**AIM OF THE EXERCISE**
Using the listing below, give the number of lines in which the string "green" appears, and nothing else.
= = = = =
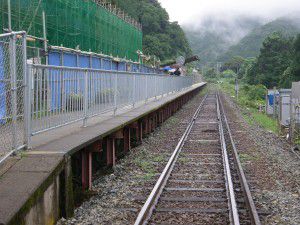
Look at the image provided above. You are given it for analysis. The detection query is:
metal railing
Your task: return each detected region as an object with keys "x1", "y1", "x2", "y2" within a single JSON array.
[
  {"x1": 28, "y1": 64, "x2": 193, "y2": 138},
  {"x1": 0, "y1": 31, "x2": 28, "y2": 162},
  {"x1": 0, "y1": 31, "x2": 196, "y2": 162},
  {"x1": 290, "y1": 98, "x2": 300, "y2": 142}
]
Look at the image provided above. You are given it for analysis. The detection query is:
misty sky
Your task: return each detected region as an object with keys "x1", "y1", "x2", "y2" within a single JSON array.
[{"x1": 158, "y1": 0, "x2": 300, "y2": 26}]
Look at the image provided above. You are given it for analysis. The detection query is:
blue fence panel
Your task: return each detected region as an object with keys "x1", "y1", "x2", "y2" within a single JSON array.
[
  {"x1": 140, "y1": 65, "x2": 144, "y2": 73},
  {"x1": 92, "y1": 57, "x2": 101, "y2": 69},
  {"x1": 118, "y1": 62, "x2": 126, "y2": 71},
  {"x1": 48, "y1": 52, "x2": 61, "y2": 66},
  {"x1": 63, "y1": 53, "x2": 77, "y2": 67},
  {"x1": 112, "y1": 61, "x2": 118, "y2": 71},
  {"x1": 131, "y1": 63, "x2": 139, "y2": 72},
  {"x1": 90, "y1": 57, "x2": 101, "y2": 103},
  {"x1": 141, "y1": 65, "x2": 147, "y2": 73},
  {"x1": 103, "y1": 59, "x2": 111, "y2": 70},
  {"x1": 63, "y1": 53, "x2": 78, "y2": 100},
  {"x1": 79, "y1": 55, "x2": 90, "y2": 68}
]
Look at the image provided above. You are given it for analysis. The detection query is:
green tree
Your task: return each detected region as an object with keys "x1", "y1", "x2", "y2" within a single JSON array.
[
  {"x1": 222, "y1": 56, "x2": 245, "y2": 74},
  {"x1": 222, "y1": 69, "x2": 237, "y2": 78},
  {"x1": 111, "y1": 0, "x2": 192, "y2": 61},
  {"x1": 246, "y1": 32, "x2": 293, "y2": 88},
  {"x1": 238, "y1": 57, "x2": 256, "y2": 80},
  {"x1": 289, "y1": 34, "x2": 300, "y2": 84},
  {"x1": 204, "y1": 68, "x2": 218, "y2": 79}
]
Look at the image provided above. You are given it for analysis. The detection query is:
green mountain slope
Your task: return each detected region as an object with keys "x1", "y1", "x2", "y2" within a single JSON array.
[
  {"x1": 218, "y1": 18, "x2": 300, "y2": 62},
  {"x1": 111, "y1": 0, "x2": 192, "y2": 61}
]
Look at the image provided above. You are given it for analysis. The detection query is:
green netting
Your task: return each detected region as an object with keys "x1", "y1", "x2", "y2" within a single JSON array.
[{"x1": 0, "y1": 0, "x2": 143, "y2": 61}]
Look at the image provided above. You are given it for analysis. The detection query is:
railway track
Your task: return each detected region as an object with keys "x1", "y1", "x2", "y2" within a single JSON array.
[{"x1": 134, "y1": 93, "x2": 261, "y2": 225}]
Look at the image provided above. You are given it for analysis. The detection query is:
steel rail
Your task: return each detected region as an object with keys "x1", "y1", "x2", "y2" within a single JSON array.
[
  {"x1": 134, "y1": 94, "x2": 208, "y2": 225},
  {"x1": 216, "y1": 93, "x2": 240, "y2": 225},
  {"x1": 218, "y1": 93, "x2": 261, "y2": 225}
]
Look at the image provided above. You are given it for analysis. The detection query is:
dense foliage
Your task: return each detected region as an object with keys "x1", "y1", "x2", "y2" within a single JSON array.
[
  {"x1": 203, "y1": 32, "x2": 300, "y2": 117},
  {"x1": 111, "y1": 0, "x2": 192, "y2": 61},
  {"x1": 243, "y1": 33, "x2": 294, "y2": 88},
  {"x1": 205, "y1": 32, "x2": 300, "y2": 90},
  {"x1": 281, "y1": 34, "x2": 300, "y2": 87}
]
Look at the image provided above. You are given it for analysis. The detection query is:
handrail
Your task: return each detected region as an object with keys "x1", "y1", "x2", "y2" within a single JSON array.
[{"x1": 30, "y1": 64, "x2": 191, "y2": 78}]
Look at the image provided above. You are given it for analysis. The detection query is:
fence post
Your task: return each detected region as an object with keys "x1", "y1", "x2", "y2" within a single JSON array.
[
  {"x1": 9, "y1": 33, "x2": 18, "y2": 152},
  {"x1": 166, "y1": 77, "x2": 170, "y2": 96},
  {"x1": 59, "y1": 52, "x2": 65, "y2": 114},
  {"x1": 145, "y1": 75, "x2": 148, "y2": 103},
  {"x1": 155, "y1": 75, "x2": 157, "y2": 100},
  {"x1": 132, "y1": 74, "x2": 136, "y2": 107},
  {"x1": 23, "y1": 33, "x2": 31, "y2": 149},
  {"x1": 83, "y1": 69, "x2": 88, "y2": 127},
  {"x1": 114, "y1": 73, "x2": 118, "y2": 115},
  {"x1": 25, "y1": 63, "x2": 32, "y2": 149}
]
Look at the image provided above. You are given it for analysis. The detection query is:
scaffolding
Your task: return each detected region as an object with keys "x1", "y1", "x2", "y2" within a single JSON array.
[{"x1": 0, "y1": 0, "x2": 143, "y2": 61}]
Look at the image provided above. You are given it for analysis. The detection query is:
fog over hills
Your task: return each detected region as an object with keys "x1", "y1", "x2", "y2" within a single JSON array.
[
  {"x1": 184, "y1": 14, "x2": 300, "y2": 66},
  {"x1": 218, "y1": 17, "x2": 300, "y2": 62}
]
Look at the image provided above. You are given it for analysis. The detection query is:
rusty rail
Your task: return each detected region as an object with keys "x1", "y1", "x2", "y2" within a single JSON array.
[{"x1": 218, "y1": 93, "x2": 261, "y2": 225}]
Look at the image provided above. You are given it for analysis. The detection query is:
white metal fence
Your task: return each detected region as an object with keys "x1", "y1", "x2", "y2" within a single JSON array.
[
  {"x1": 0, "y1": 31, "x2": 28, "y2": 161},
  {"x1": 290, "y1": 98, "x2": 300, "y2": 141},
  {"x1": 28, "y1": 64, "x2": 193, "y2": 137},
  {"x1": 0, "y1": 31, "x2": 195, "y2": 161}
]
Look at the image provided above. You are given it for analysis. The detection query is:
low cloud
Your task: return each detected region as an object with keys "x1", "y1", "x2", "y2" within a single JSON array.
[{"x1": 159, "y1": 0, "x2": 300, "y2": 26}]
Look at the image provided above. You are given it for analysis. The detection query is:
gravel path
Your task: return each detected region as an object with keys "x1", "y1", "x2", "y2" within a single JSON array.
[
  {"x1": 221, "y1": 92, "x2": 300, "y2": 225},
  {"x1": 58, "y1": 91, "x2": 207, "y2": 225}
]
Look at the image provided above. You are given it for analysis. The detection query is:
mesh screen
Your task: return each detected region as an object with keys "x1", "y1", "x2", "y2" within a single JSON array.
[{"x1": 0, "y1": 0, "x2": 142, "y2": 61}]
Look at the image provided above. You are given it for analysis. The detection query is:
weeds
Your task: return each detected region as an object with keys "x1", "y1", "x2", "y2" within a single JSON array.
[
  {"x1": 152, "y1": 155, "x2": 164, "y2": 162},
  {"x1": 178, "y1": 157, "x2": 189, "y2": 163},
  {"x1": 239, "y1": 153, "x2": 259, "y2": 163},
  {"x1": 218, "y1": 79, "x2": 279, "y2": 134}
]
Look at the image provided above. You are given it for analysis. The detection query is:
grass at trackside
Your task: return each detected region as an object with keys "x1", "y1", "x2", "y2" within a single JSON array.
[
  {"x1": 216, "y1": 79, "x2": 279, "y2": 134},
  {"x1": 244, "y1": 108, "x2": 279, "y2": 133}
]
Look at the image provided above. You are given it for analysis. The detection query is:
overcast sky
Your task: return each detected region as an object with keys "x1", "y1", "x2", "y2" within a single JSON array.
[{"x1": 158, "y1": 0, "x2": 300, "y2": 26}]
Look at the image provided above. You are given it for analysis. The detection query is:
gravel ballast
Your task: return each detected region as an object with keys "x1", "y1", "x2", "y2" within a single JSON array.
[
  {"x1": 58, "y1": 89, "x2": 300, "y2": 225},
  {"x1": 221, "y1": 92, "x2": 300, "y2": 225},
  {"x1": 58, "y1": 91, "x2": 207, "y2": 225}
]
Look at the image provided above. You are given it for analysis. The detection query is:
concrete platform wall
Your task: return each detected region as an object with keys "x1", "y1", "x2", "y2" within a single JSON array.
[{"x1": 24, "y1": 176, "x2": 60, "y2": 225}]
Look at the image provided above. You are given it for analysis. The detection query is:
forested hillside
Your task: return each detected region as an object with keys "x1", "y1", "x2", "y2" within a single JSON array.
[
  {"x1": 218, "y1": 18, "x2": 300, "y2": 62},
  {"x1": 111, "y1": 0, "x2": 192, "y2": 61}
]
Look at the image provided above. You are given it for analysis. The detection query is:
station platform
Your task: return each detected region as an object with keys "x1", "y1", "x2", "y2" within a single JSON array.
[{"x1": 0, "y1": 82, "x2": 206, "y2": 225}]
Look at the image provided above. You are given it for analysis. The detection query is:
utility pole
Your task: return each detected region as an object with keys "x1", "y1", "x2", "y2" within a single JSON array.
[
  {"x1": 8, "y1": 0, "x2": 12, "y2": 31},
  {"x1": 216, "y1": 62, "x2": 222, "y2": 75},
  {"x1": 42, "y1": 11, "x2": 48, "y2": 64},
  {"x1": 235, "y1": 78, "x2": 239, "y2": 100}
]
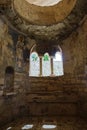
= = = = =
**WRITTEN REPLY**
3